┌─ Text passage

I've had this post in mind for a while, but I've been putting off writing it cuz it's about something that really gets to the core of my problems right now and it's hard to think about. One of my absolute biggest lifestyle challenges is that I have a hard time managing stress.
You know, stress, that cross so many of us have to bear. I've reached a point in my career where I've earned a certain level of responsibility and accountability and a position of leadership, and that means a certain level of stress comes along with it. I know most of the pressure I feel is something I put on myself, and luckily I have a great boss and colleagues who are all mindful of helping each other stay sane and not letting things get to be too much whenever little mini-dramas arise. (Let's just say it's not uncommon for us to call a "time out" and head out for a glass of wine and mini-burgers when things get too tense.)
But -- when you combine my levels of work stress with my natural, inherited tendencies towards anxiety and the fact that I don't have a very good work/life balance right now, well, that's when I have my sleepless nights, my unproductive obsessing over things, my eating binges, my muscle aches and pains, my exhaustion, and - ultimately - my high blood pressure.
Ugh. That's my problem, pretty much in a nutshell.

└─
┌─ Material provided

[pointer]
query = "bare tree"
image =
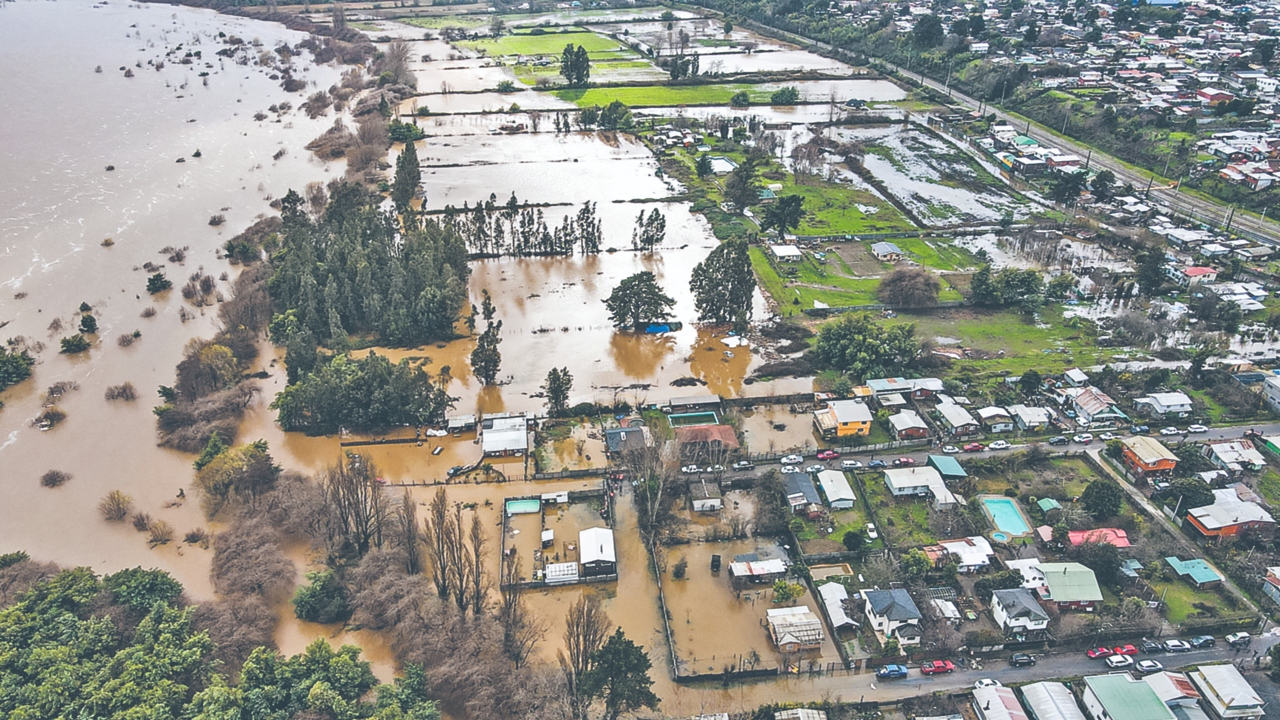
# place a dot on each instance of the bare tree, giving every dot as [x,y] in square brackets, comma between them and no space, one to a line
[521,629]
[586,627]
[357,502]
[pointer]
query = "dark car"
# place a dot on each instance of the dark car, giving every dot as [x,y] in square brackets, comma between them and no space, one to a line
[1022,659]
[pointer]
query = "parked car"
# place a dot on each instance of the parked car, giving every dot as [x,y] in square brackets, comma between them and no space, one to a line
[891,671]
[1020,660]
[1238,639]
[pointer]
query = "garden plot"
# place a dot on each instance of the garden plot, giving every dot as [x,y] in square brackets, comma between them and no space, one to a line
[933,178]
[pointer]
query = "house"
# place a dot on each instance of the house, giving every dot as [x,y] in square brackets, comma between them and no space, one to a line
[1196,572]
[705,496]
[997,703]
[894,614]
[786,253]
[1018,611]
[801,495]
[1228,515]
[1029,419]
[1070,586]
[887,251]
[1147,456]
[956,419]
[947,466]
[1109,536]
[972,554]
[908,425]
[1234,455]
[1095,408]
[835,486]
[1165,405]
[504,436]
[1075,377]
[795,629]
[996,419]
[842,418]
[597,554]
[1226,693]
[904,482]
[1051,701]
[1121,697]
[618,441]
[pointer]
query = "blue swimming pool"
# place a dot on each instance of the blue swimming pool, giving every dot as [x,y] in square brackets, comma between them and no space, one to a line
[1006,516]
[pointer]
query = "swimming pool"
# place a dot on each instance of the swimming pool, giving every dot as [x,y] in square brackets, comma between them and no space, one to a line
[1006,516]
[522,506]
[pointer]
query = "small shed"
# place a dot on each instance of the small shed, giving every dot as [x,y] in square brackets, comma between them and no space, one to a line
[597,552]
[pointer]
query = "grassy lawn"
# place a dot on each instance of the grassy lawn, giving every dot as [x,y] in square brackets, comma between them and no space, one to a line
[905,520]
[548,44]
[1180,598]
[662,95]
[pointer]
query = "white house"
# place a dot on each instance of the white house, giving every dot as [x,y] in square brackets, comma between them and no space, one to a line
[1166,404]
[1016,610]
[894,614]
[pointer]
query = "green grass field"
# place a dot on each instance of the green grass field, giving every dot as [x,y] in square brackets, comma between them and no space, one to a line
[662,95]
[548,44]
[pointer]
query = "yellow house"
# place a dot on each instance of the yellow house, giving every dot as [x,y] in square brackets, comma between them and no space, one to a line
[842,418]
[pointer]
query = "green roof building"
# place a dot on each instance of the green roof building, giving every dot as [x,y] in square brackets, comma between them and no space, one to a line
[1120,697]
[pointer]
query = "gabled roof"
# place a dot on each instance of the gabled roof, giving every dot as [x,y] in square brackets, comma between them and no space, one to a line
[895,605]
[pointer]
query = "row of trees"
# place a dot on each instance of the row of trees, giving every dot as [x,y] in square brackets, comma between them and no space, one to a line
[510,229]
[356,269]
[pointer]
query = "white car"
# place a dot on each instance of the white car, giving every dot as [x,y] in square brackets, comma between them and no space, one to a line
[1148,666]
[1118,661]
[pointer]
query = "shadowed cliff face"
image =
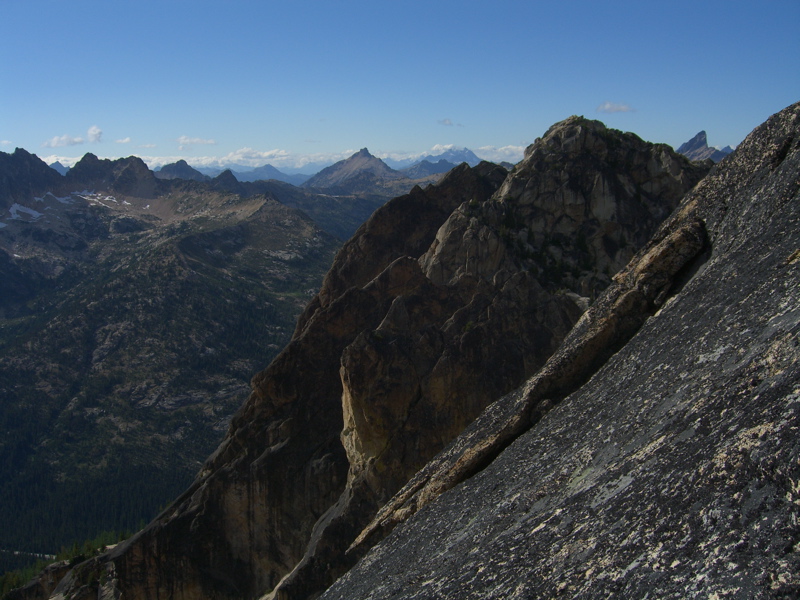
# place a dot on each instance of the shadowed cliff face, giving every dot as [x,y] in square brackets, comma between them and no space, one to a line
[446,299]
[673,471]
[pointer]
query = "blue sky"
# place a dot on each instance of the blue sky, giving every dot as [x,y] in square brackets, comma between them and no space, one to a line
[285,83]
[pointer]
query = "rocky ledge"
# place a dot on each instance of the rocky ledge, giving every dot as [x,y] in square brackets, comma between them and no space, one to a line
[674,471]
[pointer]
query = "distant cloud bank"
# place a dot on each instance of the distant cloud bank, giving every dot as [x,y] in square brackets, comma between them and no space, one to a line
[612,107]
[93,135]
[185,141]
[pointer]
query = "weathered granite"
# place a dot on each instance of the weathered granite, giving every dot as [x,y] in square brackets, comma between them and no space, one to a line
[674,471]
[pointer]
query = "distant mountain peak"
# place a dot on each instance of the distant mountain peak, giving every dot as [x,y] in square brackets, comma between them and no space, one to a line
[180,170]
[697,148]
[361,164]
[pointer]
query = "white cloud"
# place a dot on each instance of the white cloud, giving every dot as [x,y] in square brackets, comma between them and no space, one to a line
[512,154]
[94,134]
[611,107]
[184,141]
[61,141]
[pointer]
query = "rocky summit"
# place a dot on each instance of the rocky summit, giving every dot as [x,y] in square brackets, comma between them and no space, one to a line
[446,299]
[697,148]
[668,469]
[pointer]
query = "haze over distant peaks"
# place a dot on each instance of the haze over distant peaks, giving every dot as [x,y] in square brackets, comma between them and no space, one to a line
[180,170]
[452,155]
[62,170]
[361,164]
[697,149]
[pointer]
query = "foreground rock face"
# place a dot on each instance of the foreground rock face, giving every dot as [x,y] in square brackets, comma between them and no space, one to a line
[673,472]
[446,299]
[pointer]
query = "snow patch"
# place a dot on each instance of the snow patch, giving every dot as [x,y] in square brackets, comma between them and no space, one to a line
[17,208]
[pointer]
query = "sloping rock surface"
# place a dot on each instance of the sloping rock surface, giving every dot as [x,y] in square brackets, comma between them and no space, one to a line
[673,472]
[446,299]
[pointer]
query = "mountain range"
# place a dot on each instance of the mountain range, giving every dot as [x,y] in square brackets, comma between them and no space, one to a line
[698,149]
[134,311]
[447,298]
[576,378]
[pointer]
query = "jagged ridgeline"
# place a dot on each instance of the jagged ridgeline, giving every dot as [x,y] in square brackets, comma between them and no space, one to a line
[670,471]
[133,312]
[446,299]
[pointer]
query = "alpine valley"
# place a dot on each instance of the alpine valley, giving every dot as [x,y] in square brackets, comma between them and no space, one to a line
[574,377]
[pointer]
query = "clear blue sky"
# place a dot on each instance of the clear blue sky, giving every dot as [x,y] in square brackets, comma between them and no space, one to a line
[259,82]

└─

Problem set =
1 > Reproduce the stretch of the post on managing stress from "But -- when" through "high blood pressure.".
2 > In the post on managing stress, what do the writer and colleagues sometimes do when things get too tense?

Answers for the exercise =
1 >
But -- when you combine my levels of work stress with my natural, inherited tendencies towards anxiety and the fact that I don't have a very good work/life balance right now, well, that's when I have my sleepless nights, my unproductive obsessing over things, my eating binges, my muscle aches and pains, my exhaustion, and - ultimately - my high blood pressure.

2 > They call a "time out" and head out for a glass of wine and mini-burgers.